▶ **The records**:
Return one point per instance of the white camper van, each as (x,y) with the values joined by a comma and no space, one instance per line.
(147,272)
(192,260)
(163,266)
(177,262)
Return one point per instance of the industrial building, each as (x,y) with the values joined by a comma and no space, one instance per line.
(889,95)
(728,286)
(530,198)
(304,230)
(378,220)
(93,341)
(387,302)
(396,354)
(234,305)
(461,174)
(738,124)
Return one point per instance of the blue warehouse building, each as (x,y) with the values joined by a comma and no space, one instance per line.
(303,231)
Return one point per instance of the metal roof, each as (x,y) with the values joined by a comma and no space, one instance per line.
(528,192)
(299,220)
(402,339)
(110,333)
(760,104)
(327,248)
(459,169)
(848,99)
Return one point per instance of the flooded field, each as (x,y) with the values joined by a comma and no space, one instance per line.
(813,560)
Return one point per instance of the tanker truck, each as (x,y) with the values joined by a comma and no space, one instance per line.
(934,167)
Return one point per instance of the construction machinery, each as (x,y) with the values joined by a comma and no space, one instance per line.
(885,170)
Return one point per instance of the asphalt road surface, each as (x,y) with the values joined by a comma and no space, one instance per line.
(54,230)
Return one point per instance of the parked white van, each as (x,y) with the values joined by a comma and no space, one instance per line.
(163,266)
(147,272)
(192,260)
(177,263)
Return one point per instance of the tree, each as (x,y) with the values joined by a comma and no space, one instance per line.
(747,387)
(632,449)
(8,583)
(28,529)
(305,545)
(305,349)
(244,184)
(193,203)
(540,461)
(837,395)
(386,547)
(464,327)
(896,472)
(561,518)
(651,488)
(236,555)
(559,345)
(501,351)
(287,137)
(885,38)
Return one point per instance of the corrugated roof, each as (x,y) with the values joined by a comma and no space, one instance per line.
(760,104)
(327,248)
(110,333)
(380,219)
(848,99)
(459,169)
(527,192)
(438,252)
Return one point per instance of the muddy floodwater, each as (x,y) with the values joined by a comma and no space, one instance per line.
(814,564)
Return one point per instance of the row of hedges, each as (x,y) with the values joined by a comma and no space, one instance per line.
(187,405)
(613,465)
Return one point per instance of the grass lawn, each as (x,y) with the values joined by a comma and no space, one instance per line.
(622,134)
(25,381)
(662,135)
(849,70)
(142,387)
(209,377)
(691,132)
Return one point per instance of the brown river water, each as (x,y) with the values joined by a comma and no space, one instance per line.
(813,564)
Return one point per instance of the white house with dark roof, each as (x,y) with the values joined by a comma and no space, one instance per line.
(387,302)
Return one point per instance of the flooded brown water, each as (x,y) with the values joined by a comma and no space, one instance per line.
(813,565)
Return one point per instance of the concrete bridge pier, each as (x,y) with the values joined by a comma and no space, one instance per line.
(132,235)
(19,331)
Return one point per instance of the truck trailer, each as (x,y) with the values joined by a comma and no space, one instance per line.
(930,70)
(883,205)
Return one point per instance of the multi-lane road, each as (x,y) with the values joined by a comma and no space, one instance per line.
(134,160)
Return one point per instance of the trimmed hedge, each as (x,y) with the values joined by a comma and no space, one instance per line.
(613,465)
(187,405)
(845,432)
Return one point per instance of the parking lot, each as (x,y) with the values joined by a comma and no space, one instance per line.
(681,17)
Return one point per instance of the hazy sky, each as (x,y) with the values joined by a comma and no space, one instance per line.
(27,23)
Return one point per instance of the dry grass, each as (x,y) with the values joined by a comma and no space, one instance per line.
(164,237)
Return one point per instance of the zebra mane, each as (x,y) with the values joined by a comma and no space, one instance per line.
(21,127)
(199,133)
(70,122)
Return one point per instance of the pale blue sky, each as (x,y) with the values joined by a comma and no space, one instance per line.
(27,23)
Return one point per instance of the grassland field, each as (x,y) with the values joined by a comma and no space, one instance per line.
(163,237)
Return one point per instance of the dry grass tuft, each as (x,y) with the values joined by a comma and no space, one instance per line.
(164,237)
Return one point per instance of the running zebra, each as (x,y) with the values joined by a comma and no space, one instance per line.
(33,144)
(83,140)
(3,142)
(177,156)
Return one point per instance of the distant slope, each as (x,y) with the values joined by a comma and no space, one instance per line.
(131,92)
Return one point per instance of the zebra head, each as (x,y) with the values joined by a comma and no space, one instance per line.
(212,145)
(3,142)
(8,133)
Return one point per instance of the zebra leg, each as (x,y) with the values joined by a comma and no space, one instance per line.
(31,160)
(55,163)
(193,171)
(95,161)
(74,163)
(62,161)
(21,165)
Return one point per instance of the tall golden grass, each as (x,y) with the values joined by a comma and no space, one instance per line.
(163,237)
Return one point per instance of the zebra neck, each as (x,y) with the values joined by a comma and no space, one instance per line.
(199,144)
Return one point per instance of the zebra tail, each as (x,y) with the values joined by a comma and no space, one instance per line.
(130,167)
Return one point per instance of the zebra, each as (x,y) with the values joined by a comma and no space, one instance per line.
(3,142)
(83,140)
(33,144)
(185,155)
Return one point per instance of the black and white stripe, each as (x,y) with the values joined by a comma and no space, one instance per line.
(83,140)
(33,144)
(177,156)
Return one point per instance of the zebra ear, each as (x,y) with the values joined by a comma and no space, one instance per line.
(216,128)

▶ **What to produce**: Each entry above is to be printed again exactly.

▶ **Full output**:
Return one point per instance of the white camper van, each as (x,y) with the values joined by a comma and no space, one instance per line.
(147,272)
(192,260)
(163,266)
(177,262)
Return one point per instance of the industrial building, each as (x,y) with the values joined by a comma and no space, one instance per line.
(889,95)
(728,286)
(530,198)
(304,230)
(378,220)
(93,341)
(387,302)
(396,354)
(234,305)
(461,174)
(738,124)
Return one point per instance of the blue warehouse building, each as (x,y) with the values joined by a comma and no space, one instance per line.
(303,231)
Return one point per instance of the metal roof, each as (x,y) with the values joined by a comma and no space, one instance per line.
(528,192)
(299,220)
(402,339)
(110,333)
(760,104)
(327,248)
(459,169)
(848,99)
Return one point per instance of the flooded field, each as (x,y) with the values joined by a comma and no space, one instance per line.
(813,560)
Return one point per instance of the tanker truck, each as (x,y) with the values joined by a comma and no space, one instance per line.
(934,167)
Return one point per instance of the construction machinery, each as (x,y) with the values joined by a comma and no space, one instance per line.
(885,170)
Return one point per instance of the asphalt road surface, each as (x,y) with the values joined by a comma and no space, one instance per line.
(54,230)
Return one point per instance of the parked white van, each as (x,y) with the values joined by a comma and no space, one instance per line.
(163,266)
(147,272)
(192,260)
(177,263)
Return one point per instance of the tree, each as (x,y) with the values joined by a comma and no space, one instance per line.
(747,387)
(632,449)
(8,583)
(28,529)
(305,545)
(305,349)
(244,184)
(193,203)
(540,461)
(837,395)
(386,547)
(464,327)
(896,472)
(561,518)
(651,488)
(236,555)
(559,345)
(501,351)
(287,137)
(885,38)
Return one point per instance of the corrugated roof, each as (x,y) with the values joined by a comma and no space, one instance per line.
(760,104)
(327,248)
(110,333)
(380,219)
(848,99)
(459,169)
(527,192)
(438,252)
Return one point per instance of the muddy floodwater, each as (x,y) with the values joined by a comma and no space, one instance per line.
(814,564)
Return one point per instance of the row of hedges, each as (x,y) with the values joined by a comma and no space, one instance per line.
(187,405)
(613,465)
Return one point per instance of the grass lawn, each as (x,y) with the values joined by a comma and no space, one instance per line.
(622,134)
(25,381)
(662,135)
(849,70)
(142,387)
(209,377)
(691,132)
Return one point per instance of the brown river water, each as (x,y) with the values joined by a comma and no space, one instance per line.
(813,564)
Return one point per instance of the white house with dark roof, each as (x,y) with the values joined by a comma and no space, one instance per line.
(387,302)
Return one point per instance of the flooded brown water, each as (x,y) with the values joined by a comma and no space, one instance per line.
(813,565)
Return one point per instance of the concrete bridge pier, each as (x,y) with the values joined by a comma and no space, one instance per line.
(132,235)
(19,331)
Return one point per instance of the truck trailer, each as (x,y) with the values joined by a comma and no space, one instance per line.
(930,70)
(883,205)
Return one point per instance of the multi-lane road, each as (x,y) with the values joined by a comma and no space, one instance per line.
(134,160)
Return one point per instance of the trimmed hedge, each as (x,y) with the values joined by a comma and no space, one instance per line.
(613,465)
(187,405)
(845,432)
Return one point per instance of the parking lot, each as (x,y) with the values joined by a comma and no space, one instance per line.
(681,17)
Return one point per instance of the hazy sky, each as (x,y) with the values joined by a comma and no space, one instance per line.
(27,23)
Return one point per instance of the dry grass, each as (x,y) with the values joined by a comma and no space, one instance per line.
(164,237)
Return one point per instance of the zebra mane, each as (x,y) with the values joined by a comma and no space, one instance per line.
(21,127)
(199,133)
(70,122)
Return one point per instance of the pale blue sky, each as (x,y) with the values joined by a comma and no space, one instance per line.
(27,23)
Return one point per instance of the grassland field, each as (x,y) with the values joined by a comma and no space, one instance per line.
(163,237)
Return one point per instance of the dry grass tuft, each as (x,y) with the values joined by a comma and no space, one instance per line.
(164,237)
Return one point per instance of the running zebra, each as (x,y) with the values joined by a comma and no space, one instance per line.
(33,144)
(83,140)
(3,142)
(177,156)
Return one point per instance of the distant slope, each as (x,y) with the values joined by a comma and no space, one instance per line.
(131,92)
Return one point per instance of the zebra head, each as (x,y) with the values joined by a comma and no space, one instance per line.
(212,145)
(3,142)
(8,133)
Return one point per instance of the zebra leg, each as (x,y) with the values joined by a comma and no space, one instance per line.
(31,160)
(55,163)
(193,171)
(95,161)
(74,163)
(62,161)
(21,165)
Return one point per instance of the tall golden grass, each as (x,y) with the values joined by a comma and no space, one instance per line.
(163,237)
Return one point per instance of the zebra neck, each as (x,y) with the values joined by a comma and no space, one instance per line.
(199,144)
Return one point per instance of the zebra tail, each as (x,y) with the values joined by a comma and no space, one instance per line.
(130,167)
Return one point per instance of the zebra, each as (x,y) with the values joined by a comma and no space, one instance per line.
(3,142)
(83,140)
(33,144)
(185,155)
Return one point per instance of the black and white stripe, each as (x,y) with the values joined by a comma and no space, one instance per line.
(83,140)
(33,144)
(177,156)
Return one point per instance of the zebra ear, each as (x,y) with the values joined by a comma and no space, one instance per line.
(216,128)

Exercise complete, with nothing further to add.